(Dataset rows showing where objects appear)
--
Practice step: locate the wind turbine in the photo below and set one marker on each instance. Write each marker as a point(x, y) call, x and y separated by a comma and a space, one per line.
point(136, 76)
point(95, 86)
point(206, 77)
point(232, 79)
--
*What you have to do*: Reproduce every line of the records above, requests included, but shift each x and y coordinate inside the point(...) answers by -22.

*The solution*:
Practice step: locate the wind turbine in the photo below and set one marker on each instance. Write each marker as a point(x, y) call, x and y separated by a comma and a space, one per line.
point(114, 54)
point(73, 64)
point(184, 55)
point(210, 57)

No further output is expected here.